» **SET EXERCISE A**: In the pinball article below, reproduce the passage from "Though it’s not" up to and including "like slot machines.)", word for word.

» **SELECTED PASSAGE**:

-- START --

They are pinball wizards.
Though it’s not exactly something they print on the brochures, Chicago is the birthplace and the capital of pinball and home to some of the world’s best players—including two of the sixty-four competitors at the World Pinball Championships in Sweden May 27-May 29.
Ranked at number 4 and 7 in the world, Zach and Josh Sharpe are something of legacies in the pinball world. Their father, Roger Sharpe, a game designer, testified before a jury in 1976 that pinball was a game of skill, not gambling, paving the way to its legalization. (From the 1940s to 1970s, the game was illegal in many states because machines paid out money, much like slot machines.)
A nook of Zach’s living room is devoted to pinball: there are three games, and a shelf of trophies covers one wall from floor to ceiling. The younger Sharpes each have a copy of a game their father designed, called Cyclops. They point to the artwork: two Cyclops holding a woman, with a mustachioed man on a horse coming to her rescue.
“So our dad looks a lot like that,” Josh says, gesturing toward the hero. “And our mom looks a lot like that. So, we’ve kind of been around it forever.” They joke that they must be the two Cyclops.

-- END --

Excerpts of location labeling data
-- START --

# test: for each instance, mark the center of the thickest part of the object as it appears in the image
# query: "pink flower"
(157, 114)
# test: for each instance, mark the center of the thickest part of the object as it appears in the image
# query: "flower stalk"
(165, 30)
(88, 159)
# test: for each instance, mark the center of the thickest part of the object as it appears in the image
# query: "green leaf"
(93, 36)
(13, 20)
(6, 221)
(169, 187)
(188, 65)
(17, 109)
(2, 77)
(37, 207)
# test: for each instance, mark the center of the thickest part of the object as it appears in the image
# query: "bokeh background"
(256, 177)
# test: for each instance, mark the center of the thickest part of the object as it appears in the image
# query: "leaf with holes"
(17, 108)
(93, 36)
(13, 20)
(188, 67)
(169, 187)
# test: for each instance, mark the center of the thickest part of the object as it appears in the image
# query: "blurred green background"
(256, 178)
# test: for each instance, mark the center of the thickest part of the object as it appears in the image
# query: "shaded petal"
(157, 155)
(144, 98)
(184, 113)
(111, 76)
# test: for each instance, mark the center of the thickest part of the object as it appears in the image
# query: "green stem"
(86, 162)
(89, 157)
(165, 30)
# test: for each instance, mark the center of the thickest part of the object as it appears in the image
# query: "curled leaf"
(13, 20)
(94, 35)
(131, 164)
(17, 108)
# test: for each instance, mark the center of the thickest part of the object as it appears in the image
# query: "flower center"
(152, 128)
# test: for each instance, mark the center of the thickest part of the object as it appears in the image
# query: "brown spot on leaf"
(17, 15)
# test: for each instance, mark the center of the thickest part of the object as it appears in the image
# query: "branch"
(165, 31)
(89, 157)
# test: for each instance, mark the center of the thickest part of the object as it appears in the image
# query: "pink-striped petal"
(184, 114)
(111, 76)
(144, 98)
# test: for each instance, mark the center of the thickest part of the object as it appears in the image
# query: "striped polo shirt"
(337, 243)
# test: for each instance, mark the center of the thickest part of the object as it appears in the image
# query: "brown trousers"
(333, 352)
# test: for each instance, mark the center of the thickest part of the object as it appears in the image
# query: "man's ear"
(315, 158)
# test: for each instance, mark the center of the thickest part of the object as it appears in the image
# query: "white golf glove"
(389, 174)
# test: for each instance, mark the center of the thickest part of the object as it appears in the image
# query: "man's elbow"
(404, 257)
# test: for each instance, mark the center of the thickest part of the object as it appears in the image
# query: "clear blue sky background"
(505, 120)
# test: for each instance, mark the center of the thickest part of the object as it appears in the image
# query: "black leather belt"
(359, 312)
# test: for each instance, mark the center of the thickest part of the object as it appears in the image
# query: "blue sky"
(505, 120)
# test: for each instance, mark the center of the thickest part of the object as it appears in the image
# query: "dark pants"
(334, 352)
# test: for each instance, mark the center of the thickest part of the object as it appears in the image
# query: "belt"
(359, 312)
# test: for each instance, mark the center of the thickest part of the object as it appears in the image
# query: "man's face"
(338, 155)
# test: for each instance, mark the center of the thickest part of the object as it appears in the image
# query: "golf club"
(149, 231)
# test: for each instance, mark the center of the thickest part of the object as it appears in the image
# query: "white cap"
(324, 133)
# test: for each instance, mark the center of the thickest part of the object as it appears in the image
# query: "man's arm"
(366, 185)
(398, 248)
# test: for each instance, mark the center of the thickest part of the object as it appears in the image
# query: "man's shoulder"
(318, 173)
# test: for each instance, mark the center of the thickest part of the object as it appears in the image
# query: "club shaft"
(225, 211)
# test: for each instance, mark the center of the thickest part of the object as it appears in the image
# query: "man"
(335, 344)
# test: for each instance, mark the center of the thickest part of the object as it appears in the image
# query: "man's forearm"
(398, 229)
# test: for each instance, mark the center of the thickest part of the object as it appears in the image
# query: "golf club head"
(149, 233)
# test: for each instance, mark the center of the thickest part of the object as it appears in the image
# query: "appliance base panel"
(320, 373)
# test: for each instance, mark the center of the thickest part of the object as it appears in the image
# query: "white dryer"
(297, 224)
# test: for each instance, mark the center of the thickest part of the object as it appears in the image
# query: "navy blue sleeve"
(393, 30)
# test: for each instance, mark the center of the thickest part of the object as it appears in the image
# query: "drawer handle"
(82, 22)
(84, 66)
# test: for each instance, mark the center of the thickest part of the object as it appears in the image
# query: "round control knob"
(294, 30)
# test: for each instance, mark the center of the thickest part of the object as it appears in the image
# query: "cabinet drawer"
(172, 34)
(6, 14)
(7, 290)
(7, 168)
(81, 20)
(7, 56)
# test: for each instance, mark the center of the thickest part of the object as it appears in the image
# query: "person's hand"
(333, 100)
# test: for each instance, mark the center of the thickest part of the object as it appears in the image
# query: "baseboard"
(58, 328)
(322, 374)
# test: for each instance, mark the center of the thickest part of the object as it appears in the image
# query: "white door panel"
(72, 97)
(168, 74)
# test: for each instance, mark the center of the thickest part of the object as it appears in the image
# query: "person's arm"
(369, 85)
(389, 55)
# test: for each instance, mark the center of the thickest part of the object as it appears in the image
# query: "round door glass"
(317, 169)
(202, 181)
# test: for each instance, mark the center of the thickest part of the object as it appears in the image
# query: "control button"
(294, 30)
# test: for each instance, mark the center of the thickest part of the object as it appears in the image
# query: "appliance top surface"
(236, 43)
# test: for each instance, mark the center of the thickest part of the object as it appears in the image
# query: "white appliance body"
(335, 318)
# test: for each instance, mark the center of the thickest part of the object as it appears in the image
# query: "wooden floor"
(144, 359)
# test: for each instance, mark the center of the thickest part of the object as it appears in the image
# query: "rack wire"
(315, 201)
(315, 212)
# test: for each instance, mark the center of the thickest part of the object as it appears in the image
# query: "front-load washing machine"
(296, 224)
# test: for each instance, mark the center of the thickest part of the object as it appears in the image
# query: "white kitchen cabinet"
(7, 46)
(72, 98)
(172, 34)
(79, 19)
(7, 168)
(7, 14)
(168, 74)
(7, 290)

-- END --

» **SET EXERCISE B**: Pick out every row above that contains the word "striped" and copy each one in full.

» **FULL ANSWER A**:
Though it’s not exactly something they print on the brochures, Chicago is the birthplace and the capital of pinball and home to some of the world’s best players—including two of the sixty-four competitors at the World Pinball Championships in Sweden May 27-May 29.
Ranked at number 4 and 7 in the world, Zach and Josh Sharpe are something of legacies in the pinball world. Their father, Roger Sharpe, a game designer, testified before a jury in 1976 that pinball was a game of skill, not gambling, paving the way to its legalization. (From the 1940s to 1970s, the game was illegal in many states because machines paid out money, much like slot machines.)

» **FULL ANSWER B**:
# query: "pink-striped petal"
# query: "striped polo shirt"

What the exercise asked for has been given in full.